* _Exercise_: Write a continuation of the news report on Marian Jurczyk's lustration case, beginning right after its final sentence.

--- Start of Text segment ---

8 October 2002, Volume 4, Number 38
POLAND
FORMER SOLIDARITY LEADER CLEARED OF BEING A 'LUSTRATION LIAR.' The Supreme Court on 2 October found that Marian Jurczyk, the former leader of the Solidarity trade union in Szczecin and a former senator, did not lie in his lustration statement when he said that he was not an agent of the communist-era special services. "This is the most beautiful day of my life," Jurczyk said after the verdict, with tears in his eyes. In 2000 and 2001, the Lustration Court of the first and second instances ruled four times that Jurczyk was a "lustration liar," saying he was forced to collaborate with the Security Service (SB) in 1977-79 and signed relevant declarations to that effect. Jurczyk always denied that he had been an agent, saying that the SB deemed the information coming from him to be "operationally useless" and disinforming. The Supreme Court's ruling on Jurczyk was the first decision that has fully cleared a person who was earlier acknowledged to have been a lustration liar.

--- End of Text segment ---
--- Start of Given data ---

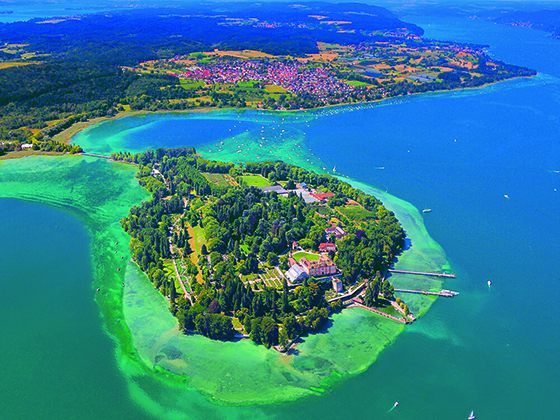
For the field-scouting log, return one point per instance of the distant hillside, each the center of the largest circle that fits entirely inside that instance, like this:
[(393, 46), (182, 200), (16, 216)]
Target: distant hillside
[(545, 20)]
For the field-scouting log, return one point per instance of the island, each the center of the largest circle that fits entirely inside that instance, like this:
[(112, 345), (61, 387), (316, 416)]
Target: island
[(61, 74), (265, 251)]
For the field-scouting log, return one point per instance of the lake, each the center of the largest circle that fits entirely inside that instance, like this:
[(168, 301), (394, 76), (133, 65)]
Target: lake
[(460, 154)]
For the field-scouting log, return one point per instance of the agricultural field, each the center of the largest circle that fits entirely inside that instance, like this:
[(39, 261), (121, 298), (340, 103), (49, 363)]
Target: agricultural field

--- End of Given data ---

* _Expected answer_:
Supreme Court Judge Piotr Hofmanski, in a verbal justification of this precedent-setting ruling, said the earlier verdicts with regard to Jurczyk were "obviously unjust." The Supreme Court stressed that the Lustration Court had not addressed the evidence that showed "in a manner that arouses no doubts" that Jurczyk's activities in 1977-79 "cannot lead to the acceptance of the view that the behavior of the lustrated person constituted conscious and secret collaboration" with the SB. The court did not reveal in its verbal justification what evidence it had in mind. Judge Hofmanski stressed, however, that the information Jurczyk passed to the SB did not have any effect. "[To rule that someone was a secret and conscious collaborator of the special services,] it is necessary to ascertain unambiguously that the secret collaborator did not simulate collaboration and that the reports he supplied were used in operational activities, with a positive effect for the communist authorities," Hofmanski added.

"I am pleased that Jurczyk has defended himself," former Solidarity leader Lech Walesa commented. "We must nonetheless separate that [communist-era] reality from free Poland.... On the other hand, what is happening now [in the lustration process]...is already ridiculous; this is already unreal. At the start, this was somehow better aimed, but now it is not. Too many people have had access [to SB files]; there are too many manipulations."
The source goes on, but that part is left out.